Lezers die vertrouwd
zijn met het magisch-realistische element in Van Heerdens oeuvre, zullen
misschien denken dat de schrijver hier de realiteit heeft losgelaten en zijn
fantasie de vrije teugel heeft gegeven.
Helaas is niets
minder waar. Van Heerden ként China, hij heeft het land meermaals bezocht, en
de roman houdt wel degelijk een waarschuwing in. Is China niet bezig om met
zijn technologie het Afrikaanse continent opnieuw te koloniseren? En wat wordt
er van ons, in de rest van de wereld, als we toestaan dat onbekende machten
alles over ons te weten komen?
Woorden als wapens
Ian komt steeds verder in de
problemen. In zijn isolement droomt hij van een bibliotheek ‘aan die einde van
die grondpad’, ergens in een afgelegen dorpje in de Karoo: een bewaarplek voor
boeken en kunstwerken die een ouderwets beschavingsideaal vertegenwoordigen dat
sindsdien uit de mode is geraakt.
Bij de discussies die
tijdens de colleges Vertaalkunde gevoerd worden, heeft Thuli gewoonlijk het
laatste woord. Iedere redenatie loopt vast als je er telkens aan herinnerd
wordt dat er daarbuiten mensen rondlopen die honger hebben. Volgens Van Heerden
is Thuli’s agressie vergelijkbaar met een gummiknuppel, een pepperspray of
zelfs een molotovcocktail.
Van Heerden
beschrijft een overgangstijd waarin oude waarden onherroepelijk teloor gaan
terwijl niemand nog weet wat ervoor in de plaats zal komen. In het licht van de
explosieve situatie die er jarenlang op de Zuid-Afrikaanse universiteitscampussen
heeft geheerst, is Die biblioteek aan die einde van die wêreld een gewaagd
boek. De personages nemen controversiële standpunten in; de vele absurdistische
bijfiguren vormen een koor van stemmen en tegenstemmen.
═══
_JOUW OPDRACHT_
Met welke dingen vergelijkt Van Heerden volgens de studietekst de agressie van Thuli? Noem ze allemaal.

_AANGELEVERD MATERIAAL_
═══
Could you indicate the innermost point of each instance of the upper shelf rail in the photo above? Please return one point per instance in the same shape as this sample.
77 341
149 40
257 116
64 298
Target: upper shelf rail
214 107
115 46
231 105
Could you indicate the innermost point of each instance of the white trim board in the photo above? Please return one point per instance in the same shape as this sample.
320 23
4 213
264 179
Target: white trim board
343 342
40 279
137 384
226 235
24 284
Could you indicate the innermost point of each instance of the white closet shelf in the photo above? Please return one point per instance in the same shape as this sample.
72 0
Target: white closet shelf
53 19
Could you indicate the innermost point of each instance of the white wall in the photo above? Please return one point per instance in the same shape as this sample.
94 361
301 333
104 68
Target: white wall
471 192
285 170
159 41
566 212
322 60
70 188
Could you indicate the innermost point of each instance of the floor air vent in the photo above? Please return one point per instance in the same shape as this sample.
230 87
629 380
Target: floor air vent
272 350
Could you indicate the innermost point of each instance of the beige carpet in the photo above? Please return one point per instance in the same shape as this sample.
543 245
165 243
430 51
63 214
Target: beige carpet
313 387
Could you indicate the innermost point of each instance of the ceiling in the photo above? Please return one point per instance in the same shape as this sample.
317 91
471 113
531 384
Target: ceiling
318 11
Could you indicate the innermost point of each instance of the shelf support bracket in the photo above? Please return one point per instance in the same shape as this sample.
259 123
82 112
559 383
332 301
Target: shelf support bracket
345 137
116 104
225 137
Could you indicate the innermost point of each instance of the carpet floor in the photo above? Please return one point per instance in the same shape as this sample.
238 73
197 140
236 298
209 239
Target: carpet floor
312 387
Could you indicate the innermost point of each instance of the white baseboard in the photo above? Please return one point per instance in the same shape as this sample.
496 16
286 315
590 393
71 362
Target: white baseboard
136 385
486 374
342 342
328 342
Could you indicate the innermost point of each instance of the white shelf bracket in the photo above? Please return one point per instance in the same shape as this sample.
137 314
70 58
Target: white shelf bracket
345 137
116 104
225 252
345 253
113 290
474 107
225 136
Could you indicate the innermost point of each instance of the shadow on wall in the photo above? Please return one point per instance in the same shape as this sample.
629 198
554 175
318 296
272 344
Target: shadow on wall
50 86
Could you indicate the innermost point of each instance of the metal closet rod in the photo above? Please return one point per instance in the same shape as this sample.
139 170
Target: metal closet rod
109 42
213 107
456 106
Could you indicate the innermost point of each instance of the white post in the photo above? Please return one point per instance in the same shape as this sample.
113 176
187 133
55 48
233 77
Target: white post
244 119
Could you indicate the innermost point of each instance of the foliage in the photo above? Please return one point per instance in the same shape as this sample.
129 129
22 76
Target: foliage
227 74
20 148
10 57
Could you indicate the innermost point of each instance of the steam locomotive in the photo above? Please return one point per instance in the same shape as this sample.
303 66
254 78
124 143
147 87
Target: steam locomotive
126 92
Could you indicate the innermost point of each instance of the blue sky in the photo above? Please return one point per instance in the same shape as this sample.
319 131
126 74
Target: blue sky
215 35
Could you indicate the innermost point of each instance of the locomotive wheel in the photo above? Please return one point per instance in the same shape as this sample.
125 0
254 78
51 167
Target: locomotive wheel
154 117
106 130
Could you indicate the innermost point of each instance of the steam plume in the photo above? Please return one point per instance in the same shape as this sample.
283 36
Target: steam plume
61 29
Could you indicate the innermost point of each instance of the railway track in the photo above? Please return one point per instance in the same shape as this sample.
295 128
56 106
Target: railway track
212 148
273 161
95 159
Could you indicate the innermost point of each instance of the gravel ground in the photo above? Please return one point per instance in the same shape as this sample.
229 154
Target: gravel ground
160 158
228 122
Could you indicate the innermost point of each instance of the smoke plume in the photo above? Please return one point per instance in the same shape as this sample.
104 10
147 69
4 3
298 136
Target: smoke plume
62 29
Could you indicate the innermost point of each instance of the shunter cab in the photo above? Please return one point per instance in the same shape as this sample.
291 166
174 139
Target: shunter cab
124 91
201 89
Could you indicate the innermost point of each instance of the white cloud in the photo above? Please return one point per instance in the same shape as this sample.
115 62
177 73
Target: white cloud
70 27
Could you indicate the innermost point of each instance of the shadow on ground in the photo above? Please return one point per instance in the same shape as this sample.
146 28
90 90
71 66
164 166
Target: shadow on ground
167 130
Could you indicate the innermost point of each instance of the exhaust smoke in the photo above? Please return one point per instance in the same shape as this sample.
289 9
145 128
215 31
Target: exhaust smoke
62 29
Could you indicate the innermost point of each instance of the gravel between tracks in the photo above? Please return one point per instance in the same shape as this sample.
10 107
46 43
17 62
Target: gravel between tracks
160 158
═══
_SCHRIFTELIJK ANTWOORD_
Met een gummiknuppel, een pepperspray en een molotovcocktail.